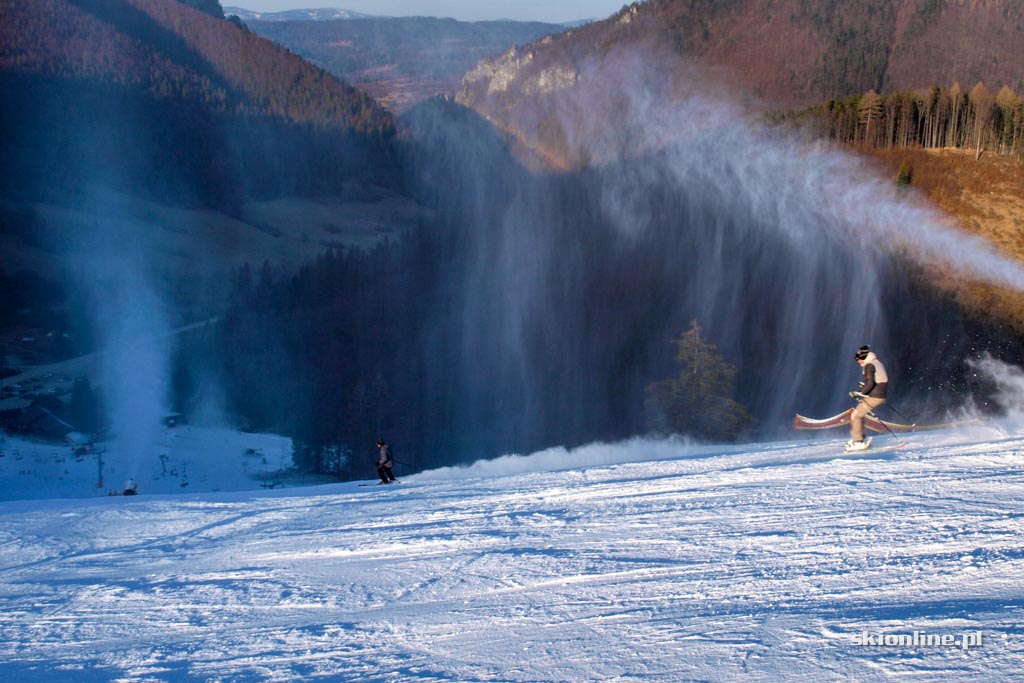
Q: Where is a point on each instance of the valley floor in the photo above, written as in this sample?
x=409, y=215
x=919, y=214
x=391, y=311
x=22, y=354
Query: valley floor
x=780, y=561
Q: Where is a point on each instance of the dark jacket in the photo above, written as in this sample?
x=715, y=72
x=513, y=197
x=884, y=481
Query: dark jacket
x=876, y=382
x=385, y=458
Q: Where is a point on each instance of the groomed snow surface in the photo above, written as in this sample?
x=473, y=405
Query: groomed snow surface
x=640, y=561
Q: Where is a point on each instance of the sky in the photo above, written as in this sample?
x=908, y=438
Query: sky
x=465, y=10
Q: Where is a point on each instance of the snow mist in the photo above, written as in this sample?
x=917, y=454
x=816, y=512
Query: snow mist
x=684, y=207
x=132, y=333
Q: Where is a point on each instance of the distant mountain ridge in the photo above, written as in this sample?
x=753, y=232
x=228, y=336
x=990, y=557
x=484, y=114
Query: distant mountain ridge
x=400, y=60
x=169, y=49
x=158, y=97
x=788, y=53
x=317, y=14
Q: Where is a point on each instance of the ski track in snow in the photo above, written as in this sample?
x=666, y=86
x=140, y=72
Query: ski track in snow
x=757, y=563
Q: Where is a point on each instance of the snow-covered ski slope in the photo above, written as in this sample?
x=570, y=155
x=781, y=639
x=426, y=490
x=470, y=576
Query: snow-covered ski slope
x=641, y=561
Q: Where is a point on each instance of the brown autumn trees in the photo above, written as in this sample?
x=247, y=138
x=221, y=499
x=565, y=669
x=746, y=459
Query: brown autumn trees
x=976, y=120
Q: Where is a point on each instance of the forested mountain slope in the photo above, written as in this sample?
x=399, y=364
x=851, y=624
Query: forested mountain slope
x=400, y=60
x=787, y=53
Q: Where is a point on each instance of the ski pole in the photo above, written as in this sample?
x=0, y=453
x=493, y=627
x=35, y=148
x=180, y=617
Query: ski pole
x=893, y=409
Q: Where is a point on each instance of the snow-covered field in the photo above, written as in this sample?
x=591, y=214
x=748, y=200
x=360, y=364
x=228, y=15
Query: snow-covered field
x=640, y=561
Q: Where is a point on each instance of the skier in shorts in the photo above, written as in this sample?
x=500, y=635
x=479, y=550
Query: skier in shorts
x=384, y=463
x=869, y=395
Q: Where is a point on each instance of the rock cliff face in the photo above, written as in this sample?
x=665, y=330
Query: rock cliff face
x=785, y=53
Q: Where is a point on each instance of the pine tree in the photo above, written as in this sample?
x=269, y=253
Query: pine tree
x=697, y=401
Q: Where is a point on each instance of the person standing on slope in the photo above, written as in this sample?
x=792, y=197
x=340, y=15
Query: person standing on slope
x=384, y=463
x=869, y=395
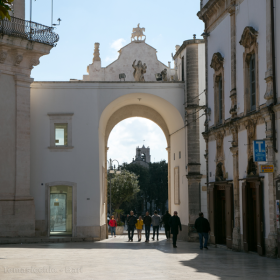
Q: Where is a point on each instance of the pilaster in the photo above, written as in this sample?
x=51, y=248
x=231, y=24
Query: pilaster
x=236, y=238
x=233, y=94
x=269, y=72
x=271, y=241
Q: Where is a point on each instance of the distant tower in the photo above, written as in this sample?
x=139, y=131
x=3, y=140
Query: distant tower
x=143, y=156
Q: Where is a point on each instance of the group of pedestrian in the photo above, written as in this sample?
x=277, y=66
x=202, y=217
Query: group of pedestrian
x=172, y=226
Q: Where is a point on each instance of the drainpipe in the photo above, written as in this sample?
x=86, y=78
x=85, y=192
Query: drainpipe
x=274, y=77
x=206, y=103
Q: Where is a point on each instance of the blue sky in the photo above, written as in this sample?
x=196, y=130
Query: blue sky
x=110, y=23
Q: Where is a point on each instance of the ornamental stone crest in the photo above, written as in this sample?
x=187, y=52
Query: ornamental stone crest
x=138, y=33
x=217, y=61
x=249, y=37
x=139, y=71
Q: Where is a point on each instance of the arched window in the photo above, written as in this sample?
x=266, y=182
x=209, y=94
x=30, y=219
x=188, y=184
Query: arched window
x=217, y=64
x=220, y=89
x=252, y=69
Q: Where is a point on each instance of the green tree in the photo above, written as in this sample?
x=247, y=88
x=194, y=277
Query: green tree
x=124, y=188
x=153, y=183
x=144, y=183
x=5, y=7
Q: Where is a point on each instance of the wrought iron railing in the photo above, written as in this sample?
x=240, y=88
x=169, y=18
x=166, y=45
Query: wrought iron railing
x=28, y=30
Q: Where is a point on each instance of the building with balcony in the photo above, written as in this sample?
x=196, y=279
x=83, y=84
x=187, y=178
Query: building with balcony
x=22, y=43
x=242, y=79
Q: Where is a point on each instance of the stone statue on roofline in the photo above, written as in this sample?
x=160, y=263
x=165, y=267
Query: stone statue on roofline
x=139, y=71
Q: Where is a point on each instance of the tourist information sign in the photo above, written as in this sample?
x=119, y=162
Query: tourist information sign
x=259, y=153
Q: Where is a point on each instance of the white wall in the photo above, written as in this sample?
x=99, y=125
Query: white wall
x=92, y=105
x=178, y=144
x=212, y=160
x=202, y=101
x=228, y=157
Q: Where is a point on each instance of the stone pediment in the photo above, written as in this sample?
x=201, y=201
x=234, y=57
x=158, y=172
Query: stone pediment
x=249, y=37
x=217, y=61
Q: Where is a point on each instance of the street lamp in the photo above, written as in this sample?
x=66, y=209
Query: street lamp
x=113, y=170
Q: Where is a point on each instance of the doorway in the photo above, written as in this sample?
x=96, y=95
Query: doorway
x=60, y=218
x=221, y=217
x=252, y=208
x=252, y=221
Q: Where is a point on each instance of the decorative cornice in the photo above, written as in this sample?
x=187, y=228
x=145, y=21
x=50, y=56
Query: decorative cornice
x=34, y=62
x=249, y=37
x=217, y=61
x=187, y=42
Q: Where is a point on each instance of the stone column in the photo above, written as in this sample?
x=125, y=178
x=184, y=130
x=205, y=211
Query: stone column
x=169, y=179
x=233, y=94
x=193, y=137
x=271, y=241
x=236, y=238
x=269, y=72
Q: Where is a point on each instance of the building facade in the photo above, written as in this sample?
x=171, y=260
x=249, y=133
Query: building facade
x=70, y=125
x=142, y=156
x=20, y=50
x=242, y=80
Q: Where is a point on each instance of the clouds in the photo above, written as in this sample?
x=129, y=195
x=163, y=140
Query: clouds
x=132, y=132
x=115, y=47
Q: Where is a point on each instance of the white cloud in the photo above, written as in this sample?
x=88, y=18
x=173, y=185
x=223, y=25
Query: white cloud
x=132, y=132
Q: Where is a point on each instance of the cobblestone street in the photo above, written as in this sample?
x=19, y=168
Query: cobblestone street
x=118, y=259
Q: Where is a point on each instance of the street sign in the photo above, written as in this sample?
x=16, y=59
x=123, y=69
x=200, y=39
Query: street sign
x=259, y=153
x=266, y=168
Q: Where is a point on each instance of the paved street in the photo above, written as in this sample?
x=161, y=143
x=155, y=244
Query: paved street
x=118, y=259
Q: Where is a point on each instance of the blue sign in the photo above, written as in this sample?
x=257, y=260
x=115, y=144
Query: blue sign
x=259, y=150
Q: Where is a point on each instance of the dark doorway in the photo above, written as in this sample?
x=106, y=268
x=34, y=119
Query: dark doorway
x=221, y=213
x=221, y=217
x=253, y=225
x=252, y=221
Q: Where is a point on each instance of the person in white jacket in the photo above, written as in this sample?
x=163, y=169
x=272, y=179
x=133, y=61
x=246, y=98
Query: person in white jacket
x=156, y=223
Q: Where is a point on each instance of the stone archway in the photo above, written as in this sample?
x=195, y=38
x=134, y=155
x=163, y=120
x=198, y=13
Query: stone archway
x=130, y=111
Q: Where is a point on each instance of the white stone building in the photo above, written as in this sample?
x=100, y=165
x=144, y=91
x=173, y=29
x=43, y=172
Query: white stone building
x=54, y=140
x=242, y=79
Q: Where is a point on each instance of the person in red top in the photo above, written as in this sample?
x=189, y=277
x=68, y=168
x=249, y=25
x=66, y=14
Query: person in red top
x=113, y=225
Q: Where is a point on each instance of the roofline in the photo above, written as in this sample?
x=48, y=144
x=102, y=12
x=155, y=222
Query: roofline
x=188, y=42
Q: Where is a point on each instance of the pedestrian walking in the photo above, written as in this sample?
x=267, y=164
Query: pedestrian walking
x=202, y=226
x=175, y=224
x=139, y=227
x=113, y=225
x=131, y=221
x=147, y=222
x=166, y=219
x=156, y=223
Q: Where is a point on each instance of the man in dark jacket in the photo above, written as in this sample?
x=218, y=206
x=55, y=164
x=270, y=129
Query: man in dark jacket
x=131, y=221
x=165, y=219
x=175, y=223
x=147, y=222
x=202, y=227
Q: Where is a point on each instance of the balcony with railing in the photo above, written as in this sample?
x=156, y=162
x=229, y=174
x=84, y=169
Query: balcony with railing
x=28, y=30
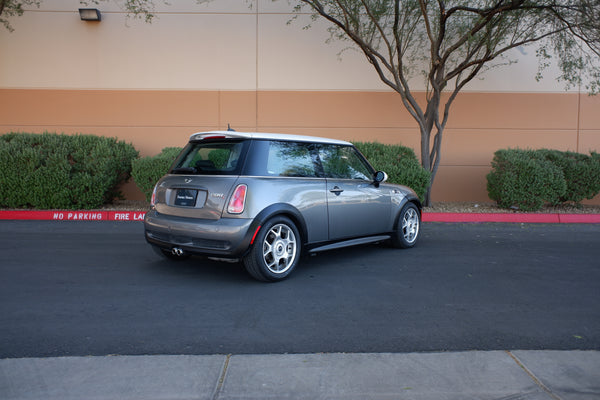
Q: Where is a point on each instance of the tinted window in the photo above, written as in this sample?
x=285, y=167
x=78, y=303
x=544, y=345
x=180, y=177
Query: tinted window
x=344, y=162
x=211, y=158
x=293, y=159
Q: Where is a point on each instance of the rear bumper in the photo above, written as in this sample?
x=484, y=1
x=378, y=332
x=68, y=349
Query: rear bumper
x=226, y=237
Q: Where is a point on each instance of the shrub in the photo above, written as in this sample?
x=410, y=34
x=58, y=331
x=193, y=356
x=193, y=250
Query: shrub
x=147, y=171
x=62, y=171
x=581, y=172
x=524, y=179
x=399, y=162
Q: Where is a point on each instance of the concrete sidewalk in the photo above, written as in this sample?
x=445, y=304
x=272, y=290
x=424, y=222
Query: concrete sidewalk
x=522, y=375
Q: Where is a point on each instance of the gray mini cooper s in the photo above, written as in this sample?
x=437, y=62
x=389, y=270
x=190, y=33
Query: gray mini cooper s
x=265, y=199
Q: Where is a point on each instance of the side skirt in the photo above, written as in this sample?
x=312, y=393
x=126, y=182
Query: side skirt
x=351, y=242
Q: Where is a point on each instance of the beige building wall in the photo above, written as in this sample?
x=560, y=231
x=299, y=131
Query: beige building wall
x=202, y=66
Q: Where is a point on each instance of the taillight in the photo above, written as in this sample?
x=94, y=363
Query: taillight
x=153, y=200
x=238, y=200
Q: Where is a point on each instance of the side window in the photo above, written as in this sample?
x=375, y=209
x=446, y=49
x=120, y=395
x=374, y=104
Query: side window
x=343, y=162
x=292, y=159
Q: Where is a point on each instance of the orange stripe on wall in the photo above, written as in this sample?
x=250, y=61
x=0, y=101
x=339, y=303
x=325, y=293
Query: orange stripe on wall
x=480, y=123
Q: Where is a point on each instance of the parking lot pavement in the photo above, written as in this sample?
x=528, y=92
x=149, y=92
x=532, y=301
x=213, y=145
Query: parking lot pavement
x=523, y=375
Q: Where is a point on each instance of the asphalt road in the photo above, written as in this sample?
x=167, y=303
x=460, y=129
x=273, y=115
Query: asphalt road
x=96, y=288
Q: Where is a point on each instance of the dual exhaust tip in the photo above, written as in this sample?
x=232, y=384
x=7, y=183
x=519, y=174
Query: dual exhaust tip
x=177, y=252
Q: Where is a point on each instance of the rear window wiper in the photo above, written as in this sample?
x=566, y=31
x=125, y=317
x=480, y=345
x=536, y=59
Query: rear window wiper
x=184, y=170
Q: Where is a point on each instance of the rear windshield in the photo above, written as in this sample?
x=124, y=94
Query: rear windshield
x=211, y=157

## What you should do
Above are the records; repeat exactly the lines from the one holding "x=374, y=104" down to the one holding "x=124, y=94", end lines included.

## Exercise answer
x=374, y=104
Query: side window
x=343, y=162
x=292, y=159
Q: Where is a point on each instance of the orange stripe on wall in the photo above, written as in this sample?
x=250, y=61
x=0, y=101
x=339, y=303
x=325, y=293
Query: orange stripe on wall
x=480, y=123
Q: Where is a point on each instance of the parking lot pavement in the photo above, written as in this sample?
x=528, y=92
x=149, y=92
x=532, y=301
x=213, y=145
Query: parking lot pavement
x=523, y=375
Q: Where is a point on each instance of the asphalt road in the photo above, written as in this sample?
x=167, y=303
x=460, y=129
x=273, y=115
Query: asphalt road
x=96, y=288
Q: Where is a point on each instance of the dual exhaust tip in the photo above, written as in this sample?
x=232, y=384
x=7, y=183
x=519, y=174
Query: dual exhaust tip
x=177, y=252
Q: Where is a point on each instance of the rear window wiper in the photo above, written as in this sample?
x=566, y=31
x=125, y=317
x=480, y=345
x=536, y=59
Query: rear window wiper
x=184, y=170
Q: Where is a point on each instance of the rear windshield in the photo above, written as in this sample?
x=124, y=94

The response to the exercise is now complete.